What you will do:
Starting at the line that contains "Pin the purple soap" and ending at the last line of the listing, write out those lines again, requests included, with each coordinate in the answers multiplied by 1.65 and rounded to a whole number, halves rounded up.
START The input
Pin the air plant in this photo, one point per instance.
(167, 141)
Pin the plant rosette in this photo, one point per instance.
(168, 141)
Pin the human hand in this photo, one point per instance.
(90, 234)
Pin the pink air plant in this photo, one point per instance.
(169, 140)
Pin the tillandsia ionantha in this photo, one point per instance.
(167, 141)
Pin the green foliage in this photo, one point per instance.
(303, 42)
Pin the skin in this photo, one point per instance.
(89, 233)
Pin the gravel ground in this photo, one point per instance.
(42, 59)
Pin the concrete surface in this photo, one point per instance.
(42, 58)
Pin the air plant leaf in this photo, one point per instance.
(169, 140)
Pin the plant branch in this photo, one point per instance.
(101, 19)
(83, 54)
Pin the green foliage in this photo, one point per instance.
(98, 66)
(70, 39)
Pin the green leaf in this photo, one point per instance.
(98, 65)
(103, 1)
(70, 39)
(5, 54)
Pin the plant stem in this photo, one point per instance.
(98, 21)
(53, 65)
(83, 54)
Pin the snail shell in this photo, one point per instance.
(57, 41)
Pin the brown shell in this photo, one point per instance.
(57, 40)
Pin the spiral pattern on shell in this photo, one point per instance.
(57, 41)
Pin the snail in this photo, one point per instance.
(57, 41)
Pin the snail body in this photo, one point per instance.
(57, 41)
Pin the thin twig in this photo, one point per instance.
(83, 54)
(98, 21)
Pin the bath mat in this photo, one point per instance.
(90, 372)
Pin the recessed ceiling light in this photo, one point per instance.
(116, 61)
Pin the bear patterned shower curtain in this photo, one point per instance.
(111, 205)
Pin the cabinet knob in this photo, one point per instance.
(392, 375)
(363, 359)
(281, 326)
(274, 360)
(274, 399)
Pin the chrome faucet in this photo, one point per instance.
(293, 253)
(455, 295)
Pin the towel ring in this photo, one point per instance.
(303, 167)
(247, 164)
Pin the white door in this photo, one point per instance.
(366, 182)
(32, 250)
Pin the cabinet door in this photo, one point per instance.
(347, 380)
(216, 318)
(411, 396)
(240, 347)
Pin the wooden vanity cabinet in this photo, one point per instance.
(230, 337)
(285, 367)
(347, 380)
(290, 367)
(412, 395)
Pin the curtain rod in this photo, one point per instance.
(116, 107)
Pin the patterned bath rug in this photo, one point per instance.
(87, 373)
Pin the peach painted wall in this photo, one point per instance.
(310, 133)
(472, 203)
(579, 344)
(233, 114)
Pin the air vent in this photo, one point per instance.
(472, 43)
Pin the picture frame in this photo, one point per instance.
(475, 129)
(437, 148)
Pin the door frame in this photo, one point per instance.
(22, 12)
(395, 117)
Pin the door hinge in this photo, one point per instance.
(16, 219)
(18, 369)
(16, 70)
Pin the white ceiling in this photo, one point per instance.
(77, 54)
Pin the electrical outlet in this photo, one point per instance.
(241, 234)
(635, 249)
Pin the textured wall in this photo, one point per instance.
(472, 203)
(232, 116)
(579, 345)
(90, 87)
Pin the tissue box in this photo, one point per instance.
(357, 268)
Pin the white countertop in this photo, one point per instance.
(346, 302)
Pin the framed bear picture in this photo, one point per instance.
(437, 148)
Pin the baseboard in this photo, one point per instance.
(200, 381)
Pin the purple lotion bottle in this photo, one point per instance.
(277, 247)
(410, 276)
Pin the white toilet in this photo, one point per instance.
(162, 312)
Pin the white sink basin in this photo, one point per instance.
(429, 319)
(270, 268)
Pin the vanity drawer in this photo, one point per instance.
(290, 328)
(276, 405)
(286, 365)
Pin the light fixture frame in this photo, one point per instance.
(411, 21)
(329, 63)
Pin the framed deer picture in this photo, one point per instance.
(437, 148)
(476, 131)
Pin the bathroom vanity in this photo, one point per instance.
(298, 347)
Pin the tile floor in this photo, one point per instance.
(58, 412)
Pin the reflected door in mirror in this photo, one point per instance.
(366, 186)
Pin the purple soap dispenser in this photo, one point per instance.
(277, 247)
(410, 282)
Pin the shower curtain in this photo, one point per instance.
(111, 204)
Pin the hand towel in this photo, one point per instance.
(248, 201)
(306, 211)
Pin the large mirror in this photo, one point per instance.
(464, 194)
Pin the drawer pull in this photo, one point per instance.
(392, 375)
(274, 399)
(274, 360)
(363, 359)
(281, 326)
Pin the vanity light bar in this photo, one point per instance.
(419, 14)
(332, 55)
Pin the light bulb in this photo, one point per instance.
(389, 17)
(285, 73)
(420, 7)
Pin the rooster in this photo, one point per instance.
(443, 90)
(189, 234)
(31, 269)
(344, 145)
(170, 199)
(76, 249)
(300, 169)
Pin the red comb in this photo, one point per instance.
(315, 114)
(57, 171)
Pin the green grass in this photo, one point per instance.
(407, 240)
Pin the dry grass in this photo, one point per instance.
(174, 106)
END The input
Written solution:
Pin the purple soap dispenser in this photo, one point per instance.
(457, 408)
(677, 465)
Pin the shower curtain in this photo, one point per instance.
(183, 337)
Pin the hand towel in this photo, one point per instance.
(409, 332)
(505, 348)
Pin the large mirror in this photo, one point per instance.
(766, 320)
Pin the drawer pull in this photo, one point per instance.
(647, 619)
(452, 658)
(452, 594)
(599, 592)
(464, 538)
Pin the vanity light bar in this photo, one point per instance.
(691, 23)
(548, 91)
Pin the light bulb in this photo, one point per instance.
(642, 28)
(470, 120)
(693, 12)
Pin the rooster in this photo, one point per instance.
(731, 149)
(312, 386)
(51, 444)
(568, 239)
(281, 328)
(125, 411)
(495, 279)
Pin the red comb in this photo, one point per instance.
(520, 188)
(94, 282)
Pin the green grass in this photo, one point per instance.
(672, 396)
Pin the dry grass in this photo, one point per instance.
(287, 175)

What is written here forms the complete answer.